- **Exercise instructions**
Reproduce this listing in full.
******************************
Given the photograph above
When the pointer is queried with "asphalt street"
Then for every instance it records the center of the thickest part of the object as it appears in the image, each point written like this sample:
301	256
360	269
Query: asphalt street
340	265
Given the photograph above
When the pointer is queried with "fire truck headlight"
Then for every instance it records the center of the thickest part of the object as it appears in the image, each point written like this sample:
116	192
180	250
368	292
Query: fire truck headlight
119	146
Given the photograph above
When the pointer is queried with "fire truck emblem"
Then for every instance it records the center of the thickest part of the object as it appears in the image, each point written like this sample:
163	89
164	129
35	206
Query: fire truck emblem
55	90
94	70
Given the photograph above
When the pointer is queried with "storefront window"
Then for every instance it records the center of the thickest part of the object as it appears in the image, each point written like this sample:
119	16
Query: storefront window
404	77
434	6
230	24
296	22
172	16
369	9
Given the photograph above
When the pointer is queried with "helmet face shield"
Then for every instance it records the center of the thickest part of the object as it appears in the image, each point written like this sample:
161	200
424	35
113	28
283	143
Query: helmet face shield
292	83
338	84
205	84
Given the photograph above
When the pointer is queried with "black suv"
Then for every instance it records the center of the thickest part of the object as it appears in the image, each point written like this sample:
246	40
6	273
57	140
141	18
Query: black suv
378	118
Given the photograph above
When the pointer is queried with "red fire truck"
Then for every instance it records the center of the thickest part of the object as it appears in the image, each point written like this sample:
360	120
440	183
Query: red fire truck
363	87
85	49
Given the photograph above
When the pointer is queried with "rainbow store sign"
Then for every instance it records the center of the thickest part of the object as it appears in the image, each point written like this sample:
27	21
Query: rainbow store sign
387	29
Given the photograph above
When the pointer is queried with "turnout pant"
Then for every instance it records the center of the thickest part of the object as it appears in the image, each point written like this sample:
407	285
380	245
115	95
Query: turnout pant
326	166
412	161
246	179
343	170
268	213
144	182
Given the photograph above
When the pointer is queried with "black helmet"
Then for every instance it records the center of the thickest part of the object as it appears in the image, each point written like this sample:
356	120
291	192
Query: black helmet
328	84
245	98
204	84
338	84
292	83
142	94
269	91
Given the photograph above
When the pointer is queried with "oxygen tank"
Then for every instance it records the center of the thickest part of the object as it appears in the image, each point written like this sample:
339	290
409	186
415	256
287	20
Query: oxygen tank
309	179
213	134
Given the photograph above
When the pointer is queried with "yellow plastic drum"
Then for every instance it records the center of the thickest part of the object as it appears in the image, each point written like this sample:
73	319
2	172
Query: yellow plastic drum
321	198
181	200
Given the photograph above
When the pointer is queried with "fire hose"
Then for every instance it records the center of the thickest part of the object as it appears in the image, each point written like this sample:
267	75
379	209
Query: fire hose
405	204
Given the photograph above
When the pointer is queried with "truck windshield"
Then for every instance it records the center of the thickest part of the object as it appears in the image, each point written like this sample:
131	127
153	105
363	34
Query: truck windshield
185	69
******************************
- **Complete output**
Given the photograph above
When the pointer is queried with "asphalt street"
Then for every instance it records the center of the thickest part of the object as it appears in the image, each point written like this sample:
301	256
360	269
Query: asphalt street
340	265
Given the photograph above
When the pointer is queried with "fire truck headlight"
Then for every instance it records the center of the thickest part of the object as it appears in the image, each point written like this sample:
116	192
180	250
368	292
Query: fire truck headlight
119	146
Given the photograph above
When the pointer is queried with "fire truck emblem"
Then for every instance it records the center of the thickest part of the object as it appears in the image, each point written like this sample:
163	89
164	129
35	206
Query: fire truck emblem
55	90
94	70
Given the photograph above
When the pointer is queried with "storefront window"
Then for every instance it records the center of the thickest part of the object as it appears in the image, each point written like this sample:
119	16
Query: storefront window
404	77
434	6
230	24
296	22
172	16
369	9
Given the photograph above
When the pointer is queried with "helmet face shield"
Then for every instance it records the center of the thickest part of the object as it appears in the image, each point written like this sample:
161	200
424	35
113	28
283	143
Query: helmet face shield
292	83
338	84
205	84
Given the photograph above
When the pointer is queried with "black suv"
Then for every instance it records the center of the thickest part of the object as it appears in the image, each point written like this sample:
246	40
6	273
57	140
141	18
Query: black suv
378	118
Given the photograph above
When the pointer is queried with "red fire truck"
Then for every instance it records the center of the thickest part of the object as it appears in the image, each point written like this sample:
360	120
440	183
Query: red fire truck
363	87
85	49
Given the photograph above
When the pointer is queried with "rainbow store sign"
Then for every instance it records the center of the thickest part of the object as it appears in the image, each point written like this sample:
27	21
Query: rainbow store sign
387	29
Given the photograph above
When the pointer is queried with "turnout pant"
Then for every instance it records the center of the thickest part of the object as it appears in the image, each point written like this sample:
407	285
380	245
115	95
Query: turnout pant
326	166
412	161
246	179
343	170
268	213
144	182
Given the photograph above
When the pointer is queried with "black helmet"
Then for every instance it records the center of the thickest part of the object as it appears in the image, each point written like this sample:
356	120
291	192
Query: black helmet
328	84
245	98
204	84
338	84
292	83
142	94
269	91
Given the photograph above
When the pointer is queried with "oxygen tank"
Then for every instance it records the center of the thickest part of the object as it appears in the image, each point written like this sample:
339	290
409	186
415	256
287	20
Query: oxygen tank
309	179
213	134
Given the photograph above
When the pointer is queried with "yellow plastic drum"
Then for every instance it records the center of the thickest part of the object as it appears in the image, each point written like this sample:
73	319
2	172
Query: yellow plastic drum
321	198
181	200
Given the photograph above
When the pointer is queried with "fire hose"
Then for every instance it records the center of the thickest part of the object as it appears in the image, each point written like this sample:
267	75
379	209
Query: fire hose
405	204
Given the photograph above
When the pointer is queried with "truck windshield"
Then for every instance it records the center of the thickest part of the object as it appears in the image, each point written like this sample:
131	127
153	105
363	34
Query: truck windshield
185	69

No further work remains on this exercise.